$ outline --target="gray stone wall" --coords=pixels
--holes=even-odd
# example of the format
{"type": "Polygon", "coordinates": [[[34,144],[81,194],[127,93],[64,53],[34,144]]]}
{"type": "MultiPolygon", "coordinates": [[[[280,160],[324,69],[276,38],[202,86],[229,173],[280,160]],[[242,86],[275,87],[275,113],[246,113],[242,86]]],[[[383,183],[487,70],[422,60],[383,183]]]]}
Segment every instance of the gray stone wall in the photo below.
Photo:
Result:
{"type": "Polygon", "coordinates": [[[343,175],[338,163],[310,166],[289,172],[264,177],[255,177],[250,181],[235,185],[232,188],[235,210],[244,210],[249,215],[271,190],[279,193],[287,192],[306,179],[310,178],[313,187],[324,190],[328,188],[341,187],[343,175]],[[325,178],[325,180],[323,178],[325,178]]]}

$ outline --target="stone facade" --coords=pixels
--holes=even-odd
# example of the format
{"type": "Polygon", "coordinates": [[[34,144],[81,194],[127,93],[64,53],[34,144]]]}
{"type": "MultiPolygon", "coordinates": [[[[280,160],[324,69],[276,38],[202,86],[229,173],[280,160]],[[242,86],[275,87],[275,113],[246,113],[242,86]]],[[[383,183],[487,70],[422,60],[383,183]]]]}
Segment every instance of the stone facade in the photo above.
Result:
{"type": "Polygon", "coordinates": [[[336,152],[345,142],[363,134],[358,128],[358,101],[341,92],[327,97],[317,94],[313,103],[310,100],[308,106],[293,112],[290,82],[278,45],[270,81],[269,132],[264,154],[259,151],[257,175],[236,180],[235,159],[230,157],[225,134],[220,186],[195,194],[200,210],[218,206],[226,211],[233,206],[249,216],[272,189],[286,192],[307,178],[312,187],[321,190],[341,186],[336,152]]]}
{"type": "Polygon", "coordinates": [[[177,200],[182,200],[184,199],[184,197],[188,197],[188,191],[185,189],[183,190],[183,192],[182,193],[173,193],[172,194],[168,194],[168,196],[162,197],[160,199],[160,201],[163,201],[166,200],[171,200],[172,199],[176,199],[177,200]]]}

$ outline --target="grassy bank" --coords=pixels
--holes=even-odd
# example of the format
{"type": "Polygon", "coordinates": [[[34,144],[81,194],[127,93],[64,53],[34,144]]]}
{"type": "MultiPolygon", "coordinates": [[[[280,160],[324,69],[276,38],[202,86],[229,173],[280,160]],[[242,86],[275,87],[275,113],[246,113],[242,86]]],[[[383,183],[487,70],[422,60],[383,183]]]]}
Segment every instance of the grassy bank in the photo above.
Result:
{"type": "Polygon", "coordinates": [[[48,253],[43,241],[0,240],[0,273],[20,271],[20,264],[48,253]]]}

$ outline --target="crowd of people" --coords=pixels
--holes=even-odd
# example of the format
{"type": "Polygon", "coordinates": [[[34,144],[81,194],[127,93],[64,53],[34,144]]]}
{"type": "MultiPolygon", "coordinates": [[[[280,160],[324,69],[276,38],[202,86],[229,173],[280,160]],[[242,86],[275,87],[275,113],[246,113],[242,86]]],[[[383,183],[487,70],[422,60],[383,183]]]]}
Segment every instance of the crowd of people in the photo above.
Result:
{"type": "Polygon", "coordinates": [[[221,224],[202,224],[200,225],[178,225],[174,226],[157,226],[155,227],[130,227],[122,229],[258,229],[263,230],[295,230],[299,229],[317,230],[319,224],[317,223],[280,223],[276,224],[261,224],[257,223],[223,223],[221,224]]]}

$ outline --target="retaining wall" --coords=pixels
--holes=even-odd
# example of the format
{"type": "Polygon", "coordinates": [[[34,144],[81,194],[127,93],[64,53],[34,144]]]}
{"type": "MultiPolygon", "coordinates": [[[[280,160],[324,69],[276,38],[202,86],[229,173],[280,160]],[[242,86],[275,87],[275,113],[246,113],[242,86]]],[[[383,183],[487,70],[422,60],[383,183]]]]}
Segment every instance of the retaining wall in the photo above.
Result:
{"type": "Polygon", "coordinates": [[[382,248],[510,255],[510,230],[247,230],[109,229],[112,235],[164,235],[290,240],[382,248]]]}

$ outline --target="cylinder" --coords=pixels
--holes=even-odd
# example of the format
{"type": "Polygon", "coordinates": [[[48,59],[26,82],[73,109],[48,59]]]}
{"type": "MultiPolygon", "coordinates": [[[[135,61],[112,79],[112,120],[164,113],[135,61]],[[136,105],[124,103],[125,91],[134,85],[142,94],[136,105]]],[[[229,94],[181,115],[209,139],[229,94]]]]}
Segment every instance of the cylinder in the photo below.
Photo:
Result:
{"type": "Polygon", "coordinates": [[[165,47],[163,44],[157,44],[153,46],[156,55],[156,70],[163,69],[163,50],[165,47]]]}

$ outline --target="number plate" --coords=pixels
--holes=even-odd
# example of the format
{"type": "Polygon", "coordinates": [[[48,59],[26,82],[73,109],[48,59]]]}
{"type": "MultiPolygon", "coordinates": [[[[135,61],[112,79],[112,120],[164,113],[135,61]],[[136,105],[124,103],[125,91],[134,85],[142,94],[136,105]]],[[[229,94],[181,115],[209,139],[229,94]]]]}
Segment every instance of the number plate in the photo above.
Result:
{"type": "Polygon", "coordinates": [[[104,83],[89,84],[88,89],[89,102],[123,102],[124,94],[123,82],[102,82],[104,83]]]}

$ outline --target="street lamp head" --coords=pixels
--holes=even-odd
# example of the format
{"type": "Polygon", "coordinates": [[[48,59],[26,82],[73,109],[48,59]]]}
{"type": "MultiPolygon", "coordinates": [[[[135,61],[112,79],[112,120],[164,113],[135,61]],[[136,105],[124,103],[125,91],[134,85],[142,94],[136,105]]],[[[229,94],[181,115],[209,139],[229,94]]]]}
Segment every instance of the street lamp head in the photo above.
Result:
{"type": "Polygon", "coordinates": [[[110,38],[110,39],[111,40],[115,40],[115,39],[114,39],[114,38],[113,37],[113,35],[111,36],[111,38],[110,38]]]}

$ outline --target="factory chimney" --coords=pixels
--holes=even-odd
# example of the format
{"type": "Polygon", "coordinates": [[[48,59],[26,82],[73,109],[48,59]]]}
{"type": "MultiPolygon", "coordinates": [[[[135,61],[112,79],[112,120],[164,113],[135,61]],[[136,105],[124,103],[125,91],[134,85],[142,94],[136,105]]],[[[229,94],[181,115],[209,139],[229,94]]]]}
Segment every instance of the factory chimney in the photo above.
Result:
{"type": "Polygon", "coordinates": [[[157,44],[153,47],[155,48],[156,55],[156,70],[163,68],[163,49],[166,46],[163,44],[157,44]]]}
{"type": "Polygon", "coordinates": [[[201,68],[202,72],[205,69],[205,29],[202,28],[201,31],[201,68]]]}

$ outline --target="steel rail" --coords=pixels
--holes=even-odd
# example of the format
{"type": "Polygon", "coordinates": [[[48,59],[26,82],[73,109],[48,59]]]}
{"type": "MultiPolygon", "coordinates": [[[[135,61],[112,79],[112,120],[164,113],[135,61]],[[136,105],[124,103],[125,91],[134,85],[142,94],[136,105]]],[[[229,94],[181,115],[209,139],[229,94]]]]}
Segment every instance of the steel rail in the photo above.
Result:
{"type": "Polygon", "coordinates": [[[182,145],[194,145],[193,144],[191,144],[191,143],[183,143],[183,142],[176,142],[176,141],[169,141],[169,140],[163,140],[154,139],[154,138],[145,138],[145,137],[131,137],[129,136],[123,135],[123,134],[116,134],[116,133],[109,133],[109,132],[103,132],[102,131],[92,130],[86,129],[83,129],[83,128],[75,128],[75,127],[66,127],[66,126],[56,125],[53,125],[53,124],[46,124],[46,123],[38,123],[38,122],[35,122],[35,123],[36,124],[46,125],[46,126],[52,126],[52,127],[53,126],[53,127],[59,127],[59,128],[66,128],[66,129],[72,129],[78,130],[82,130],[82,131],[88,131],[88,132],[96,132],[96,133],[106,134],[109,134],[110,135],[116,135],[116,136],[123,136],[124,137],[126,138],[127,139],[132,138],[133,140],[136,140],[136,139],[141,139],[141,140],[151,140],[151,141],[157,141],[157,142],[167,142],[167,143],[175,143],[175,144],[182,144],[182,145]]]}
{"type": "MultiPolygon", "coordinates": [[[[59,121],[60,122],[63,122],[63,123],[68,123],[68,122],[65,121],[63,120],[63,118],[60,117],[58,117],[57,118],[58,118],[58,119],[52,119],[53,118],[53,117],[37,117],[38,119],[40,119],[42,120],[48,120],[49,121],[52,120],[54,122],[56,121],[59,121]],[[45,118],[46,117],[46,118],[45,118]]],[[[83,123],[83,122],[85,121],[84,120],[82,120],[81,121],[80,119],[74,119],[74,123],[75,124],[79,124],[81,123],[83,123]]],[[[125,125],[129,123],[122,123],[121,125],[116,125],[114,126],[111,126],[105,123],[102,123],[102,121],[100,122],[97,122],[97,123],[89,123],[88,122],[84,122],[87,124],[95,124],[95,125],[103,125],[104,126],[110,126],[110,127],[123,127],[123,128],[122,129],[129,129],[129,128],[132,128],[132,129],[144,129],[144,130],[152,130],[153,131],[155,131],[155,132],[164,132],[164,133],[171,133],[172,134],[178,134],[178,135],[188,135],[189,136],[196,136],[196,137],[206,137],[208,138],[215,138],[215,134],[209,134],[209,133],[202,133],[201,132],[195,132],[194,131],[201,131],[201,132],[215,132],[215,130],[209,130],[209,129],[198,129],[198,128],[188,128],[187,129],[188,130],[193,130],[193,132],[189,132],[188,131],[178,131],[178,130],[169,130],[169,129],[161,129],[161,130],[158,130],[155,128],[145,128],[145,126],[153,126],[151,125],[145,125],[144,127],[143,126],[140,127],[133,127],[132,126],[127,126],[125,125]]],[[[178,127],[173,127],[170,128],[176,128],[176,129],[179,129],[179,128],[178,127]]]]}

· · · · · · ·

List every line in the items above that contains the string "plate", copying each one in full.

== Correct result ==
$ outline --target="number plate" --coords=pixels
Segment every instance of the number plate in the photo above.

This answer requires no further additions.